Stick Around for Joy is the third and final studio album by Icelandic alternative rock band the Sugarcubes. It was released in 1992 by Elektra. The album was supported by four singles: "Hit", which reached number one on the Modern Rock Tracks chart in the US and number 17 on the UK Singles Chart, "Walkabout", "Vitamin" and "Leash Called Love", which went to number one on the US Dance chart.

The album peaked at number 95 on the Billboard 200 and reached number 16 on the UK Albums Chart, marking the band's lowest charting positions on both charts.

Production
The band recorded the album in the United States, with producer Paul Fox.

Critical reception
Trouser Press wrote that "Björk’s singing is shapely, passionate and willfully bizarre; she carries the album pretty much on her own." MusicHound Rock: The Essential Album Guide deemed Stick Around for Joy the band's "most accessible and, true to its name, happiest sounding album, packed end to end with lively and tuneful dance pop." The Rolling Stone Album Guide thought that "it's the churning interplay of guitarist Thor Eldon and the rhythm section that ultimately carries the album." The Orlando Sentinel wrote that "bassist Bragi Olafsson and drummer Siggi Baldursson don't do much to dispel the notion that funk just isn't a Nordic thing." The Spin Alternative Record Guide wrote that by Stick Around for Joy the Sugarcubes had "already degenerated into mind-numbing mediocrity."

• _Tasks for this exercise_
**A.** In the text on Stick Around for Joy, shorten the paragraph beginning "Stick Around for Joy is the third and final studio album" into a bulleted list that keeps its main facts.
**B.** In the text on Stick Around for Joy, how does MusicHound Rock: The Essential Album Guide support calling it the band's happiest-sounding album? Answer in one to three sentences.

• _Items_
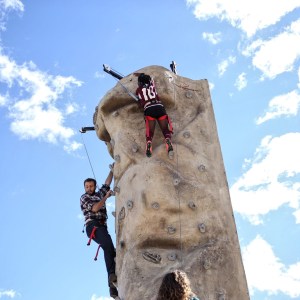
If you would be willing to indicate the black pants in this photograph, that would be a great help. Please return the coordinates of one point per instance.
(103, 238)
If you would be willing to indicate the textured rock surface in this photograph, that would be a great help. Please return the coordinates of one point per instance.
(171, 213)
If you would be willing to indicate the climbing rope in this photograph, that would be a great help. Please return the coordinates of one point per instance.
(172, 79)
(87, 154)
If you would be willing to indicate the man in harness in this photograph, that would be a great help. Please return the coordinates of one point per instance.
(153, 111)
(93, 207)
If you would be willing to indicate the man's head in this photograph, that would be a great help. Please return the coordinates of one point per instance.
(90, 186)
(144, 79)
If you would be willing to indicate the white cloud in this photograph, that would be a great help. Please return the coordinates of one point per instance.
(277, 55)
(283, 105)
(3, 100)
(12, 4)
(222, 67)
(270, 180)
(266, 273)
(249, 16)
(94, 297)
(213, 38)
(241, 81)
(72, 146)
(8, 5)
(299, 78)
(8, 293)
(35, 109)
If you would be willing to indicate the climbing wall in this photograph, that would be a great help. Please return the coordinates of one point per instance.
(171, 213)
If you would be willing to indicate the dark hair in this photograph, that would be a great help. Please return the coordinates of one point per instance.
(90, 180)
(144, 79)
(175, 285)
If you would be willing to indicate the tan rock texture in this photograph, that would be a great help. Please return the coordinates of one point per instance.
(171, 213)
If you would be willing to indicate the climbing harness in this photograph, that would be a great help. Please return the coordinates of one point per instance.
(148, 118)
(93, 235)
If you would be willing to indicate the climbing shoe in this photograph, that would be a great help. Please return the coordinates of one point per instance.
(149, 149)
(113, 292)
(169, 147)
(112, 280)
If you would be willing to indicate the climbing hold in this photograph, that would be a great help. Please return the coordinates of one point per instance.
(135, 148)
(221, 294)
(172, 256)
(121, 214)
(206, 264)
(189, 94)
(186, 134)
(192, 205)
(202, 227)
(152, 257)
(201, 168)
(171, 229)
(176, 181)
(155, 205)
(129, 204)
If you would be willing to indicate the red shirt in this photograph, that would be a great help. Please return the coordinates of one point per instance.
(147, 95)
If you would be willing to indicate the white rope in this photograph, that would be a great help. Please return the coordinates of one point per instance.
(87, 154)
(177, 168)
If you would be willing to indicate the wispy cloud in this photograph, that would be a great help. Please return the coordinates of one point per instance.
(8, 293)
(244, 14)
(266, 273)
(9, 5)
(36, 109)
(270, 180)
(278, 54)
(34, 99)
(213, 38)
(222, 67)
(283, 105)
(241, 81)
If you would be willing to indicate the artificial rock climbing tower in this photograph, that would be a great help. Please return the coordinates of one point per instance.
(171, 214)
...
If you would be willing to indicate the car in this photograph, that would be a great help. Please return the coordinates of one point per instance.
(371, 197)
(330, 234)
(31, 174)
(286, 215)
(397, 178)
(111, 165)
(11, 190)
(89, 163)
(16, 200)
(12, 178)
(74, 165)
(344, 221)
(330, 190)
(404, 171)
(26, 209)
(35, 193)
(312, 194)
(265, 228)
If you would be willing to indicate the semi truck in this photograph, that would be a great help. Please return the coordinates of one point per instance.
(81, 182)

• _Exercise responses_
**A.**
- Third and final studio album by the Icelandic alternative rock band the Sugarcubes
- Released by Elektra in 1992
- Four singles: "Hit," "Walkabout," "Vitamin" and "Leash Called Love"
- "Hit" reached number one on the US Modern Rock Tracks chart and number 17 on the UK Singles Chart
- "Leash Called Love" reached number one on the US Dance chart

**B.** MusicHound Rock supports the claim by describing the album as "packed end to end with lively and tuneful dance pop." It also calls the album the band's "most accessible" and says the happy sound fits its name.